▶ _TEXT EXCERPT_
────────
The maker of the widely abused narcotic painkiller OxyContin knew that
other companies had used a chemical safeguard to reduce misuse of
their products but decided not to take similar steps before marketing
the drug, company officials said yesterday. Officials of the
manufacturer, Purdue Pharma, said in statements over the weekend that
they had not expected abusers to crush the powerful drug and then
inject or snort it so they had not initially considered adding a
compound that blocks the drug's narcotic effect when it is taken those
ways. Over the last two years, OxyContin has been cited as a factor in
more than 100 overdose deaths nationwide, and people desperate for the
drug have been involved in pharmacy robberies and other crimes. Last
week, Purdue Pharma said that it was working to develop a painkiller
like OxyContin that would also contain a compound to combat abuse.

These narcotic antagonists do not affect a drug if it is taken
normally.

But if an abuser crushes a drug tablet and injects or snorts the
powder an antagonist will block its opiate effect and reduce its
appeal. The company, based in Stamford, Conn., said it would probably
take three to five years to develop and test the new drug. Antagonists
work by blocking receptors in the brain that are also used by opiates.
"This is very time-consuming research for which there is no road map,"
Purdue officials stated in response to a series of written questions
from The New York Times. But in interviews last week, some drug-abuse
experts were critical of Purdue, saying that the company could have
initiated such action earlier and that its projected timetable would
do little to immediately address OxyContin abuse. "This should have
dawned on them before," said Terry Woodworth, the deputy director of
the division of diversion control at the federal Drug Enforcement
Administration. Purdue officials said they had hoped to avert
OxyContin misuse by encapsulating its active narcotic, a compound
called oxycodone, in a time-released formula.

The company said it believed that by doing so it would make the drug
less appealing to abusers who wanted a quick high. But even before
OxyContin was first sold in 1995, some companies found that some of
their products had become popular with drug abusers, and a few
manufacturers moved promptly to reformulate those products with
antagonists. In 1983, for instance, Winthrop Laboratories, which was
then a subsidiary of Sterling Drugs, added naloxone, an antagonist, to
Talwin, one of its pain relievers. Some people were abusing Talwin by
crushing the drug, adding an antihistamine and injecting the mixture.
────────
▶ _DATA LISTING_
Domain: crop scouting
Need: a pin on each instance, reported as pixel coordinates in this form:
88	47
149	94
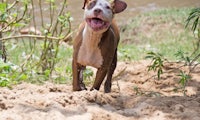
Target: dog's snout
97	11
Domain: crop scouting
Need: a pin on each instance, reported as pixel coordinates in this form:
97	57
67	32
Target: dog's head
99	13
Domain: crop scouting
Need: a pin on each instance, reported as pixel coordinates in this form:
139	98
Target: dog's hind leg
100	75
108	82
78	84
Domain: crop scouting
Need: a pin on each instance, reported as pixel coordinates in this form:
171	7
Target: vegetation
32	48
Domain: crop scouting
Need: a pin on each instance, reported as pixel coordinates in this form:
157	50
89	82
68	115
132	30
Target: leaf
2	7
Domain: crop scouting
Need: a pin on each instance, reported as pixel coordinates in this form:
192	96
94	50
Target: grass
162	31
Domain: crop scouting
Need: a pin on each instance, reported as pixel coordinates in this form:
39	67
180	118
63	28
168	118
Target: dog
96	43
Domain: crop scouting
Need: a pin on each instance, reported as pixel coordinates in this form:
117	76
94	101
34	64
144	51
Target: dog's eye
91	5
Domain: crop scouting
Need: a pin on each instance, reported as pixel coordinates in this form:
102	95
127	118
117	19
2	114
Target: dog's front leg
78	84
100	75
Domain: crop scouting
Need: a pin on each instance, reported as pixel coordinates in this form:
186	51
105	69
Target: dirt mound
136	95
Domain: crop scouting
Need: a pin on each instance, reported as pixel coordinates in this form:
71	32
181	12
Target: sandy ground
136	95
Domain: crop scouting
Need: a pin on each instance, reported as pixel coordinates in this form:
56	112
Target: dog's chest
89	52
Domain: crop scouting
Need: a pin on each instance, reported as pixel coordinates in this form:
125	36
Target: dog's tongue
96	23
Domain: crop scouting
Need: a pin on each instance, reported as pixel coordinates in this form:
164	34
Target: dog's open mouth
97	23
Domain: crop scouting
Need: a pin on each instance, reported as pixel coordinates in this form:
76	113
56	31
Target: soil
136	95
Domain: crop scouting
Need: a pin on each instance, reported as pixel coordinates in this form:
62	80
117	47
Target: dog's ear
85	2
118	6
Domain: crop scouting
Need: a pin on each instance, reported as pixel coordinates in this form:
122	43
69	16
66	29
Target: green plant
157	63
32	41
183	80
182	56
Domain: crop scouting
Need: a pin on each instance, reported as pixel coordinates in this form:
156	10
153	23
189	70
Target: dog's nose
97	11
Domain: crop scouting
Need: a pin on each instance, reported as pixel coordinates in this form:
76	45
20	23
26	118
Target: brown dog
96	43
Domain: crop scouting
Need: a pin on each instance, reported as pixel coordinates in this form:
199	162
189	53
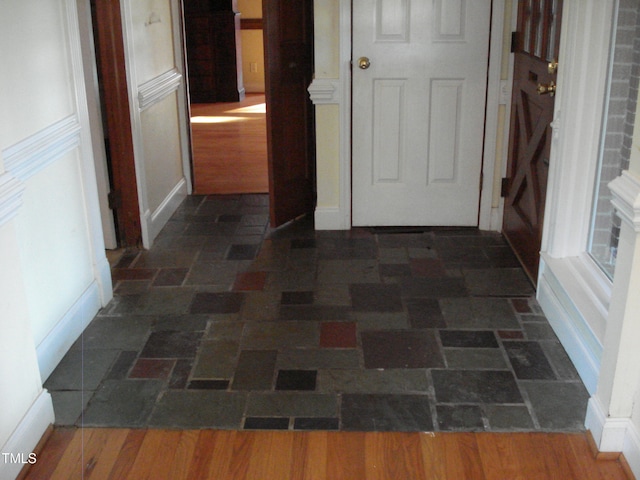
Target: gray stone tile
475	358
272	335
126	403
479	313
559	406
410	413
260	306
347	271
314	359
68	406
560	361
127	332
381	320
475	386
230	330
423	287
467	418
216	360
165	301
501	282
401	349
255	370
292	404
508	417
199	409
529	361
372	381
81	370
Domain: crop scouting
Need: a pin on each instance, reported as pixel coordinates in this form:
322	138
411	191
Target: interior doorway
224	45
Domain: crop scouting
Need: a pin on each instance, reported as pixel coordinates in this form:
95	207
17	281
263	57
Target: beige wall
252	48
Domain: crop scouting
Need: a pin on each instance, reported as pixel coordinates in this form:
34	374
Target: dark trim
251	24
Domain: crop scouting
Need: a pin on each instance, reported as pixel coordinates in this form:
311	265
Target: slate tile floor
225	323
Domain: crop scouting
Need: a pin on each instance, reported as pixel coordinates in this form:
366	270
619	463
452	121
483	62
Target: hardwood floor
200	454
230	147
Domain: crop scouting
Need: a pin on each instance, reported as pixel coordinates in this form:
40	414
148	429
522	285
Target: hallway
227	324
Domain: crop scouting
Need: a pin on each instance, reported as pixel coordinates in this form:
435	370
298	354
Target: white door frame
338	91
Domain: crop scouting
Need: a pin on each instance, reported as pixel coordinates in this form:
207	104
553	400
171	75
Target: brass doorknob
364	63
549	89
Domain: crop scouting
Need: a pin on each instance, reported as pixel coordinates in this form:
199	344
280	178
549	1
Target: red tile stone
427	267
338	335
152	368
250	281
510	334
521	305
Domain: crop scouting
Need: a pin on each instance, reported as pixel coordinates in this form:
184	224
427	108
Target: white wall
54	275
159	114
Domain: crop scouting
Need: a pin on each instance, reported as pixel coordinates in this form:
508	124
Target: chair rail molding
11	190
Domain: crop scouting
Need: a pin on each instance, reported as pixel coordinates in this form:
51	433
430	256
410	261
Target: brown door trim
117	113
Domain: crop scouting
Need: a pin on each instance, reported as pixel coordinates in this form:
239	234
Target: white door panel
418	110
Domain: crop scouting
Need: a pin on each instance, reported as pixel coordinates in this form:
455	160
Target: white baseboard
158	219
56	344
27	434
614	434
330	218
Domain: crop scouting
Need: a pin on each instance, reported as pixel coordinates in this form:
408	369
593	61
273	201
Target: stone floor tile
314	359
475	358
199	409
81	370
558	406
401	349
213	302
425	313
126	403
149	368
298	380
338	335
376	297
475	386
171	344
316	424
347	271
266	423
467	418
255	370
468	338
216	359
479	313
68	406
498	282
276	335
386	412
292	404
508	418
528	360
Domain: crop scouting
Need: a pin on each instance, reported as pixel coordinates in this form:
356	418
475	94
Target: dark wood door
288	43
536	53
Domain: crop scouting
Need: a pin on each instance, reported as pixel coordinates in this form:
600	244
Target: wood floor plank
393	455
229	144
237	455
49	457
128	454
346	455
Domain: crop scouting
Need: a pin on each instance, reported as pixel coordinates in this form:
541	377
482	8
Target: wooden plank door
288	43
536	49
418	110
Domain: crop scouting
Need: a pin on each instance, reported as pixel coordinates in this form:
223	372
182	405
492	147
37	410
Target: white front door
418	110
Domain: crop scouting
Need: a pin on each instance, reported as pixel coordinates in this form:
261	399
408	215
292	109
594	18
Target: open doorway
225	54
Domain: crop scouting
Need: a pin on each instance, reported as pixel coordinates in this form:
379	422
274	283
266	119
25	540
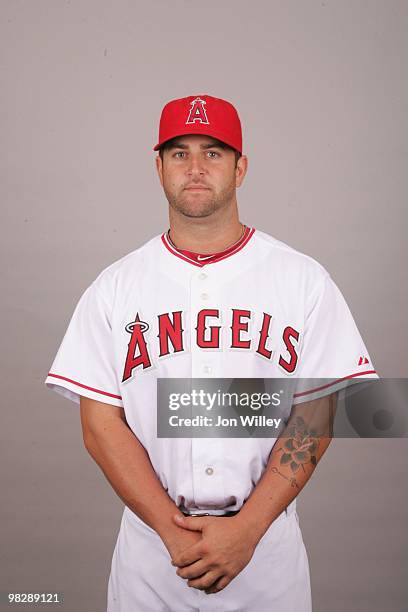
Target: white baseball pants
276	579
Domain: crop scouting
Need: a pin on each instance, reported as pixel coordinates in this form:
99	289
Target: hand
224	549
181	540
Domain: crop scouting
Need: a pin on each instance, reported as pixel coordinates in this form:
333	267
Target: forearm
127	467
292	461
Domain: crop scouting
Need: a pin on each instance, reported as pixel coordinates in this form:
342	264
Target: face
198	176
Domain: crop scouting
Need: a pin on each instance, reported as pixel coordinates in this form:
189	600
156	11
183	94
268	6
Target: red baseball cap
201	115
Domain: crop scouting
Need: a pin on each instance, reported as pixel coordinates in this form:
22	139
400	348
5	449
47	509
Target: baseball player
209	297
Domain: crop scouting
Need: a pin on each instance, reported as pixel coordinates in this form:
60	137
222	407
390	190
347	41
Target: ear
241	170
159	167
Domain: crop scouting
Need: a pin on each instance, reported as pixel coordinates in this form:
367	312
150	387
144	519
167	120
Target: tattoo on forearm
299	449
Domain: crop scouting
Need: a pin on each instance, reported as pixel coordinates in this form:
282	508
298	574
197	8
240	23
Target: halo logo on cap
200	114
197	112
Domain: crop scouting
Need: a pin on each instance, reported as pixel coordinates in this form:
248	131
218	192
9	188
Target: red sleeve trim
85	386
335	382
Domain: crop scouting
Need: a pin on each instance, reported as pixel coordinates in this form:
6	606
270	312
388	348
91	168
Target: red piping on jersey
249	233
333	383
85	386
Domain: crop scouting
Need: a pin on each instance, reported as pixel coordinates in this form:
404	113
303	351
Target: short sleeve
84	363
332	353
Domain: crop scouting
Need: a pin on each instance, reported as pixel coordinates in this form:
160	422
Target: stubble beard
190	205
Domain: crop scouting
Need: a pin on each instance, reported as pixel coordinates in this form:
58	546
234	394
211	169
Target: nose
195	166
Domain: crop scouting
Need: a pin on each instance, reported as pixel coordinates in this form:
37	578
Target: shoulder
288	260
125	267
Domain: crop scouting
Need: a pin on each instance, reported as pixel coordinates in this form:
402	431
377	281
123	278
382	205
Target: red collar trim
215	257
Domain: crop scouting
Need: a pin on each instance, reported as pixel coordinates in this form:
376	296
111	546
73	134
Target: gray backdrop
321	91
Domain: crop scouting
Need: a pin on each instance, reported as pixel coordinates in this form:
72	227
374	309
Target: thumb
193	523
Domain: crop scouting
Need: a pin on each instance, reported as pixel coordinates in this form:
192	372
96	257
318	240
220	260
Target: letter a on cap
197	112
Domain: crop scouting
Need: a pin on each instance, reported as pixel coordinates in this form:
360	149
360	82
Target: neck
206	234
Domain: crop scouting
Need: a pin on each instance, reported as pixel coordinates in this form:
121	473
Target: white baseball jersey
259	309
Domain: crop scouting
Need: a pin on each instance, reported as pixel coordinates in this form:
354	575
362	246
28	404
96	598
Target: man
209	298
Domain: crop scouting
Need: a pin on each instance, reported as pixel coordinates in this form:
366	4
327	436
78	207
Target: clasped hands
221	551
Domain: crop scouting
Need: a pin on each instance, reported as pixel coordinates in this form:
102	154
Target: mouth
196	188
────────
▶ _TASK OBJECTIVE_
Reproduce the stretch of the OxyContin article from "The company said" through "injecting the mixture." verbatim.

▶ _ANSWER TO THE PROBLEM_
The company said it believed that by doing so it would make the drug
less appealing to abusers who wanted a quick high. But even before
OxyContin was first sold in 1995, some companies found that some of
their products had become popular with drug abusers, and a few
manufacturers moved promptly to reformulate those products with
antagonists. In 1983, for instance, Winthrop Laboratories, which was
then a subsidiary of Sterling Drugs, added naloxone, an antagonist, to
Talwin, one of its pain relievers. Some people were abusing Talwin by
crushing the drug, adding an antihistamine and injecting the mixture.